WHAT YOU ARE ASKED TO DO:
List every line in the records below that contains the word "pale", and treat uppercase and lowercase as different.

Excerpts of location labeling data:
^^^^

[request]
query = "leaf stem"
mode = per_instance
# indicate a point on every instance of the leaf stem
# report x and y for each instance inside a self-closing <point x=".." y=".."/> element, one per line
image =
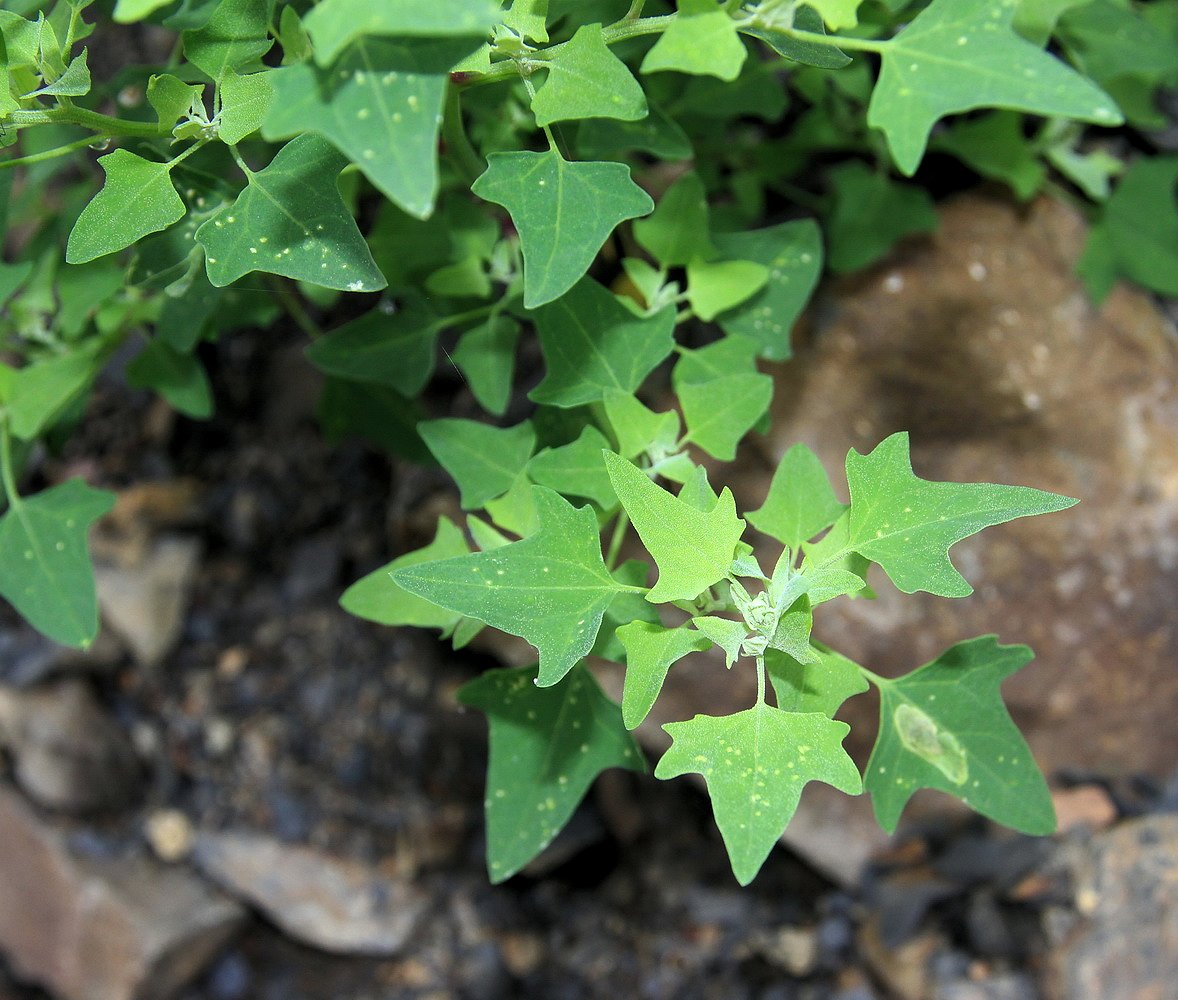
<point x="457" y="143"/>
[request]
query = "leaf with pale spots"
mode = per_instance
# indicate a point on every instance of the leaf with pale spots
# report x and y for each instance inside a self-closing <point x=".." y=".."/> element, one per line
<point x="907" y="524"/>
<point x="484" y="461"/>
<point x="692" y="548"/>
<point x="650" y="651"/>
<point x="563" y="212"/>
<point x="547" y="746"/>
<point x="945" y="726"/>
<point x="587" y="80"/>
<point x="593" y="344"/>
<point x="381" y="105"/>
<point x="45" y="570"/>
<point x="755" y="765"/>
<point x="551" y="588"/>
<point x="291" y="220"/>
<point x="793" y="253"/>
<point x="961" y="54"/>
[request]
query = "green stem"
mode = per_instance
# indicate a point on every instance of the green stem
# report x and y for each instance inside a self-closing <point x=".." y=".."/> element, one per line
<point x="104" y="124"/>
<point x="454" y="133"/>
<point x="615" y="542"/>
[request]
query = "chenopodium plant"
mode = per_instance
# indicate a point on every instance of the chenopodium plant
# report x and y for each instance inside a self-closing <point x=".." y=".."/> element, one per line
<point x="491" y="148"/>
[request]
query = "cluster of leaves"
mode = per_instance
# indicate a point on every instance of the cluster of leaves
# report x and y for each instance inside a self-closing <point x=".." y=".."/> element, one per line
<point x="623" y="180"/>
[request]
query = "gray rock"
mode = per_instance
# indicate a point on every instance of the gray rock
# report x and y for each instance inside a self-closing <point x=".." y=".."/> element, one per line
<point x="124" y="928"/>
<point x="333" y="904"/>
<point x="1124" y="946"/>
<point x="144" y="594"/>
<point x="68" y="753"/>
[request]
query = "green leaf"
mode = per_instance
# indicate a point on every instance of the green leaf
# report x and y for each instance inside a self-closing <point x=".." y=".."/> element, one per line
<point x="716" y="286"/>
<point x="485" y="356"/>
<point x="702" y="39"/>
<point x="177" y="376"/>
<point x="137" y="199"/>
<point x="650" y="651"/>
<point x="576" y="469"/>
<point x="335" y="24"/>
<point x="547" y="746"/>
<point x="1138" y="227"/>
<point x="793" y="253"/>
<point x="483" y="461"/>
<point x="587" y="80"/>
<point x="755" y="765"/>
<point x="693" y="548"/>
<point x="394" y="349"/>
<point x="822" y="684"/>
<point x="593" y="343"/>
<point x="381" y="105"/>
<point x="244" y="105"/>
<point x="960" y="54"/>
<point x="291" y="220"/>
<point x="944" y="726"/>
<point x="563" y="212"/>
<point x="872" y="213"/>
<point x="377" y="598"/>
<point x="800" y="502"/>
<point x="551" y="588"/>
<point x="45" y="570"/>
<point x="676" y="232"/>
<point x="907" y="524"/>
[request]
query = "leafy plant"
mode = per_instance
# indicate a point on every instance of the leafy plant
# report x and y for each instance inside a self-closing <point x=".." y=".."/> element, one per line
<point x="635" y="185"/>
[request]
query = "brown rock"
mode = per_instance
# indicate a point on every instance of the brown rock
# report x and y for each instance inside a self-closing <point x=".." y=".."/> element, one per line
<point x="1125" y="944"/>
<point x="68" y="753"/>
<point x="329" y="902"/>
<point x="100" y="929"/>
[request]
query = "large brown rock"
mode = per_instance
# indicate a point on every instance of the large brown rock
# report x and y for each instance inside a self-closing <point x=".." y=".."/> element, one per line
<point x="85" y="928"/>
<point x="981" y="343"/>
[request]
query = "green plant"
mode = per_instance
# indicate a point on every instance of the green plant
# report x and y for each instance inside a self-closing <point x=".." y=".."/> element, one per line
<point x="245" y="157"/>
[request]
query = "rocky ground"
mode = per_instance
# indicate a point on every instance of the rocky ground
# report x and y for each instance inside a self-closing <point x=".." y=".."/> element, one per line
<point x="242" y="792"/>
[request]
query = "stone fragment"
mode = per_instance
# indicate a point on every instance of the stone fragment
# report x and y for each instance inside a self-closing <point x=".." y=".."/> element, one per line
<point x="68" y="753"/>
<point x="1124" y="946"/>
<point x="86" y="928"/>
<point x="329" y="902"/>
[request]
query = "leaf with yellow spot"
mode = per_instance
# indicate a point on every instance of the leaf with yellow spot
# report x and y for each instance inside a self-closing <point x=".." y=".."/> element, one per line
<point x="551" y="588"/>
<point x="547" y="746"/>
<point x="755" y="765"/>
<point x="945" y="726"/>
<point x="291" y="220"/>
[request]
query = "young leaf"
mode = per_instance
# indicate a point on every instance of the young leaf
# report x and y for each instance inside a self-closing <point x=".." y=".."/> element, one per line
<point x="793" y="253"/>
<point x="907" y="524"/>
<point x="872" y="212"/>
<point x="381" y="105"/>
<point x="137" y="199"/>
<point x="551" y="588"/>
<point x="335" y="24"/>
<point x="800" y="502"/>
<point x="702" y="39"/>
<point x="755" y="765"/>
<point x="822" y="684"/>
<point x="483" y="461"/>
<point x="547" y="746"/>
<point x="45" y="570"/>
<point x="587" y="80"/>
<point x="377" y="598"/>
<point x="960" y="54"/>
<point x="576" y="469"/>
<point x="291" y="220"/>
<point x="693" y="549"/>
<point x="944" y="726"/>
<point x="563" y="212"/>
<point x="593" y="343"/>
<point x="650" y="651"/>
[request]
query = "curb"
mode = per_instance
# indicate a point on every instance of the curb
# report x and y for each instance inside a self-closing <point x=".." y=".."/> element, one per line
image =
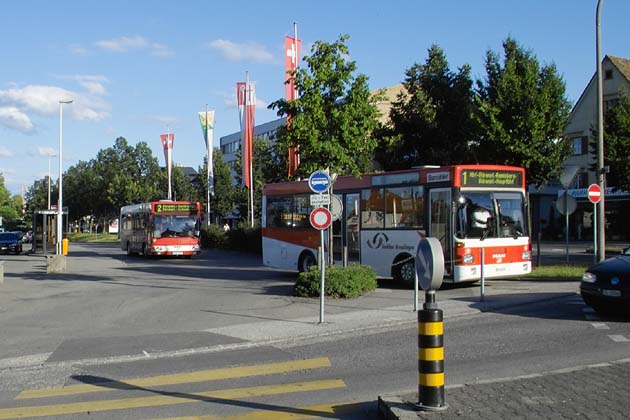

^^^^

ANSWER TO THIS PROBLEM:
query = "leaf with pale spots"
# indicate a point on every instance of the leaf with pale spots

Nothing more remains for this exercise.